Task details = Once you find the line with "Query: shadow on grass" in the data below, transcribe exactly each line from there to the line with "Query: blackened wood piece", inclusive, and nothing else. Drop the pictures.

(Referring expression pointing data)
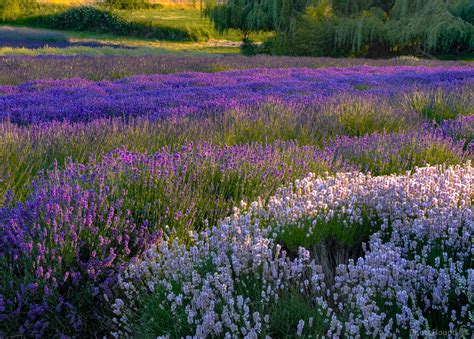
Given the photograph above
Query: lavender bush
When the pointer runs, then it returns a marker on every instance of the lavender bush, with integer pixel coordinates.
(126, 204)
(19, 69)
(198, 94)
(414, 279)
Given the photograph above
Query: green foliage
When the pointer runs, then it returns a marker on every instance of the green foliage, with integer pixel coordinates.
(248, 47)
(99, 20)
(128, 4)
(250, 15)
(13, 9)
(314, 35)
(372, 28)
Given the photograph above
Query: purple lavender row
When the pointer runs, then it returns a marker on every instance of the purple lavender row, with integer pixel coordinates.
(63, 248)
(198, 94)
(19, 69)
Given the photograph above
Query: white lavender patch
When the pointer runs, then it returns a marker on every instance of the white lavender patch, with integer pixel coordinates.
(414, 276)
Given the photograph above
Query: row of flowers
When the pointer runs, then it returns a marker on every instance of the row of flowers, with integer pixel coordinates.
(63, 248)
(200, 94)
(412, 276)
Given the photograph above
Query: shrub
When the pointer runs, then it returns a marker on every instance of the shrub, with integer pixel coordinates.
(128, 4)
(100, 20)
(11, 9)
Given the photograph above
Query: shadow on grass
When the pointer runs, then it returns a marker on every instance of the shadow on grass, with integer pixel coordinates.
(22, 37)
(98, 20)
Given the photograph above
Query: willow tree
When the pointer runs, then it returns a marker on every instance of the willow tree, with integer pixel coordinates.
(255, 15)
(418, 26)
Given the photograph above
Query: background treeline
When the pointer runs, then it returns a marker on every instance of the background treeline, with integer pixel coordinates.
(108, 17)
(373, 28)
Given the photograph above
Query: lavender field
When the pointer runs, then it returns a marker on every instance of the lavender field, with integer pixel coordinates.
(273, 197)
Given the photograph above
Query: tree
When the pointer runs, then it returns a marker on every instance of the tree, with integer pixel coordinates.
(255, 15)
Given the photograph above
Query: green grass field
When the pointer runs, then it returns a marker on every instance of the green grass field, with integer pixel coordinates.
(188, 18)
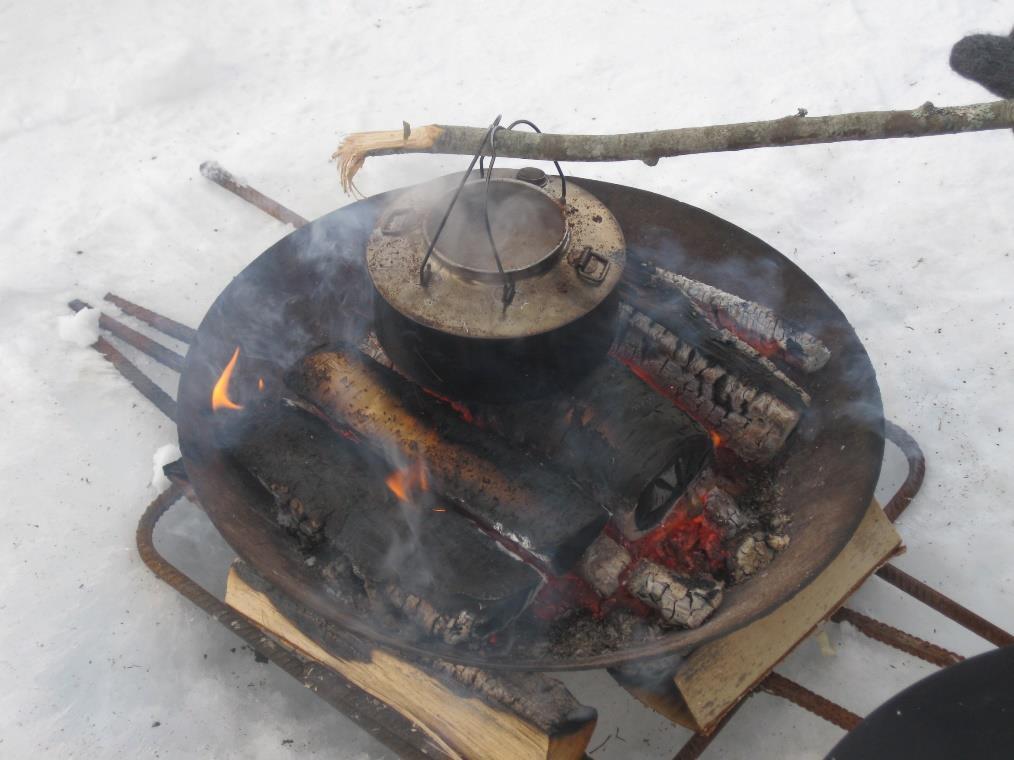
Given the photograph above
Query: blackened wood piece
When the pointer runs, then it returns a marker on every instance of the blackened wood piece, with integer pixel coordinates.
(468, 711)
(673, 309)
(450, 578)
(535, 507)
(610, 433)
(756, 324)
(753, 424)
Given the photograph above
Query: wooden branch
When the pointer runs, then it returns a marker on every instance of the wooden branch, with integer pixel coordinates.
(650, 146)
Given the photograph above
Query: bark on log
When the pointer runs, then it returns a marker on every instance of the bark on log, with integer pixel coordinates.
(610, 433)
(535, 508)
(438, 570)
(677, 600)
(925, 121)
(753, 424)
(759, 326)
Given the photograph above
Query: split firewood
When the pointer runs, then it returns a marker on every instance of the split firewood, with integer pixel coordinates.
(925, 121)
(466, 711)
(759, 326)
(536, 509)
(633, 449)
(437, 568)
(679, 601)
(676, 600)
(753, 424)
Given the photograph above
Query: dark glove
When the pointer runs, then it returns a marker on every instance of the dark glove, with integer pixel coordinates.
(987, 59)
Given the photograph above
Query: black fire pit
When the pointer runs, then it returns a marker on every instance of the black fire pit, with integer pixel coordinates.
(311, 290)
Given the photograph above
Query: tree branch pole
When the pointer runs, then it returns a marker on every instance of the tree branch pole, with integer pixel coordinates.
(651, 146)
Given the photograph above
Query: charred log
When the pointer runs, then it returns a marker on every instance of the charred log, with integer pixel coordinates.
(756, 324)
(752, 423)
(630, 447)
(679, 601)
(755, 552)
(438, 570)
(603, 565)
(532, 506)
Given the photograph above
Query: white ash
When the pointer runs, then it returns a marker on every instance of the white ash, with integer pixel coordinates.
(753, 424)
(797, 347)
(678, 600)
(602, 565)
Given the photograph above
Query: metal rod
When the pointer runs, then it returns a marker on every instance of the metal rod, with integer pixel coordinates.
(170, 327)
(897, 638)
(138, 339)
(223, 178)
(821, 706)
(945, 606)
(138, 379)
(374, 716)
(917, 469)
(698, 743)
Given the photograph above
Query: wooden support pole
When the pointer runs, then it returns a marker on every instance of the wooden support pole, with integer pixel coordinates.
(466, 711)
(925, 121)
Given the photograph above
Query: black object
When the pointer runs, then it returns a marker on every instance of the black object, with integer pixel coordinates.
(311, 289)
(965, 710)
(987, 59)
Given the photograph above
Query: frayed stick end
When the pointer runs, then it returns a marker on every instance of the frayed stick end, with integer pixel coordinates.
(357, 147)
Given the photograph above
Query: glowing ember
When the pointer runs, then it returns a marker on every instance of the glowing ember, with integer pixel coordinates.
(462, 410)
(683, 543)
(408, 481)
(220, 393)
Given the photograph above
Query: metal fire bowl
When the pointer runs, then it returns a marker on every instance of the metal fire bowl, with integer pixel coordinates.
(310, 289)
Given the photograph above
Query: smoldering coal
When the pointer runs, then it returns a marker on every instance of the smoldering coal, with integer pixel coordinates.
(439, 570)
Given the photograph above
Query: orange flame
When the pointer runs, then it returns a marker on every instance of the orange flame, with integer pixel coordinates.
(406, 481)
(220, 393)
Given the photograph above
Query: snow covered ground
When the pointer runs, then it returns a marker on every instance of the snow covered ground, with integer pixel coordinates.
(106, 110)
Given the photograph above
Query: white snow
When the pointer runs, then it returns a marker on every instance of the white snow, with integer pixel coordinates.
(162, 456)
(107, 108)
(80, 328)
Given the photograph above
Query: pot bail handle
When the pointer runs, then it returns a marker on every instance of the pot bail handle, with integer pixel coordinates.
(493, 157)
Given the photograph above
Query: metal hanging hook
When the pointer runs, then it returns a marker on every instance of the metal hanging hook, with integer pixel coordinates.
(509, 288)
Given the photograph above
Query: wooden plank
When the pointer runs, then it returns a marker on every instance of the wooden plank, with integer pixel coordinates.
(712, 679)
(465, 723)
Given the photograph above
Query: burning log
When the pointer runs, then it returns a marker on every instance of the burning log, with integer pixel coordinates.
(677, 600)
(759, 326)
(533, 507)
(752, 423)
(464, 710)
(437, 568)
(630, 447)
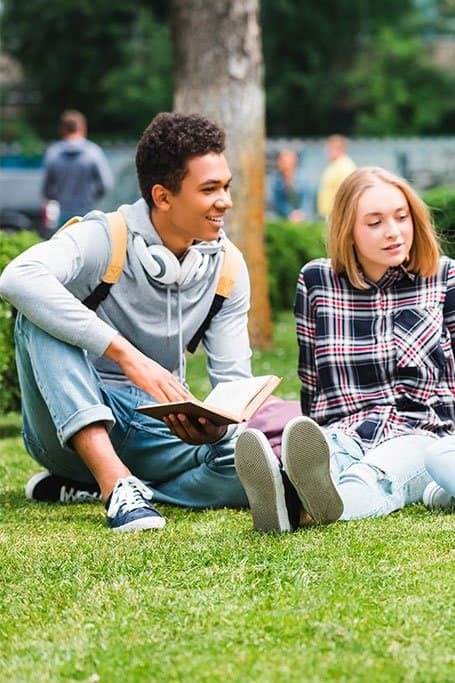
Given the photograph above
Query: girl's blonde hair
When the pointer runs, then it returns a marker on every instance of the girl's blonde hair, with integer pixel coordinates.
(424, 253)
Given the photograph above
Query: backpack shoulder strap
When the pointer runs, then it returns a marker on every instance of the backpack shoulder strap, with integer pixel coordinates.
(119, 234)
(224, 289)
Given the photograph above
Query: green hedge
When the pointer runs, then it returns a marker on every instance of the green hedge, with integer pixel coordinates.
(288, 246)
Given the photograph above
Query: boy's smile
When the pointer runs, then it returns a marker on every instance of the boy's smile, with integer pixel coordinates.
(197, 210)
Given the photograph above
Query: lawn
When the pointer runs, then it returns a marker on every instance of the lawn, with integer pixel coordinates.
(208, 599)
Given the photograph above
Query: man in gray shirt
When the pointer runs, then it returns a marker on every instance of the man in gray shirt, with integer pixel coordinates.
(76, 172)
(83, 372)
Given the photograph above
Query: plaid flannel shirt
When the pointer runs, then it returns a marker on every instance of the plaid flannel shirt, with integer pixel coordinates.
(379, 362)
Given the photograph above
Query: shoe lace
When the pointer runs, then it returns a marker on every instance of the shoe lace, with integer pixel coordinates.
(129, 494)
(74, 495)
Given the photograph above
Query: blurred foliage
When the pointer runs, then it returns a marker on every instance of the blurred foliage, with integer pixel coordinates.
(342, 65)
(90, 56)
(441, 201)
(288, 247)
(10, 247)
(396, 90)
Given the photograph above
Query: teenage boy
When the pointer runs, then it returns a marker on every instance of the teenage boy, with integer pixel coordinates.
(82, 372)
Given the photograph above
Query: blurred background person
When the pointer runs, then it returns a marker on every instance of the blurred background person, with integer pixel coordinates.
(340, 166)
(291, 198)
(76, 171)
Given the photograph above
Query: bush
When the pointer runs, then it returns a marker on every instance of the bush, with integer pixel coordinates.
(289, 246)
(441, 201)
(10, 246)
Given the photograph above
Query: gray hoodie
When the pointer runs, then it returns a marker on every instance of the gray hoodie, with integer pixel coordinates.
(48, 282)
(77, 174)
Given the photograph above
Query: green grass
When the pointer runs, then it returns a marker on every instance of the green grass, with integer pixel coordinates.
(208, 599)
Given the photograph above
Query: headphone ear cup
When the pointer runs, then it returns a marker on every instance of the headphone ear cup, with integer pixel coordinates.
(157, 261)
(190, 265)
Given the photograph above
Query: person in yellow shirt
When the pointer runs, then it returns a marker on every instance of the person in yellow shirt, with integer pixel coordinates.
(340, 166)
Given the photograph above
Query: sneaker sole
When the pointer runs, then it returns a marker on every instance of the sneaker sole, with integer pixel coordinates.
(259, 473)
(33, 481)
(142, 524)
(306, 461)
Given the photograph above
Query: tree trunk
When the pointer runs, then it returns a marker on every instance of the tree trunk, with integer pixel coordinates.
(218, 72)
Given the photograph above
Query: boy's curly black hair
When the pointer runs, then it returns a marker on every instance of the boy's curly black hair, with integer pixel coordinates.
(166, 146)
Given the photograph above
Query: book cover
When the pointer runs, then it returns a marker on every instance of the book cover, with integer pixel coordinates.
(228, 403)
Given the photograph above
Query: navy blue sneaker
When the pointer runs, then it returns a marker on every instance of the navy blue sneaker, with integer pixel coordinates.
(52, 488)
(129, 508)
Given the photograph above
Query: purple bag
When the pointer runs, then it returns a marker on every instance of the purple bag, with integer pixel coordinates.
(272, 417)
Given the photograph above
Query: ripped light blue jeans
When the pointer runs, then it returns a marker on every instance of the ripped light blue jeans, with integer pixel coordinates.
(383, 480)
(62, 393)
(440, 463)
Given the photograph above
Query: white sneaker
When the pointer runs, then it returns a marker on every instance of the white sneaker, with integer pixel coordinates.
(437, 498)
(273, 502)
(306, 461)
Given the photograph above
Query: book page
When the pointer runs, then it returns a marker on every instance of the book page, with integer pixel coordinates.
(236, 395)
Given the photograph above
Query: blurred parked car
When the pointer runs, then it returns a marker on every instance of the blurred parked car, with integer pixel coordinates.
(21, 203)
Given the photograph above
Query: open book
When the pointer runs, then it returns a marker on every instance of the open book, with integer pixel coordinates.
(228, 403)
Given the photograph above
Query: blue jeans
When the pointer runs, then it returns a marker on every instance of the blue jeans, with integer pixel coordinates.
(385, 479)
(440, 463)
(62, 393)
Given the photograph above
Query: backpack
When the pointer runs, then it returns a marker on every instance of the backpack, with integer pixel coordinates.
(119, 234)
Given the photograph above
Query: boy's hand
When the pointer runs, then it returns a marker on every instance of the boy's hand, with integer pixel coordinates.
(146, 373)
(194, 432)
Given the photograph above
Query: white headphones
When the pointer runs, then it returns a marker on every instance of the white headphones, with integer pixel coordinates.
(164, 267)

Task solution =
Query: shadow on grass
When the pointer runs, then it returns a marker on every instance of the shadow on grass, with integer pixel coordinates.
(22, 37)
(98, 20)
Given the photograph above
Query: willow tree
When the pointer runs, then it returns a marker on every instance of the willow tree, with integer pixel coordinates.
(255, 15)
(418, 26)
Given the photograph above
Query: background treeline
When the pointer runs, then it returns a marker on every instance of the background treeline, with integer pixel coordinates.
(108, 17)
(373, 28)
Given the photograph above
Query: lavender field
When the pointer runs, then it returns a marker on every instance of the lavender field, with integer pixel coordinates.
(273, 197)
Given the photograph above
Query: tree
When the pointer runs, then it returns a marker on every instance of the tree, with integer pixel coordinates.
(255, 15)
Given the photograph above
Query: green grass field
When the pointer runs, then it returns a marker on every instance of the green grass field, with integer pixel coordinates.
(188, 18)
Given the photograph above
Query: blackened wood piece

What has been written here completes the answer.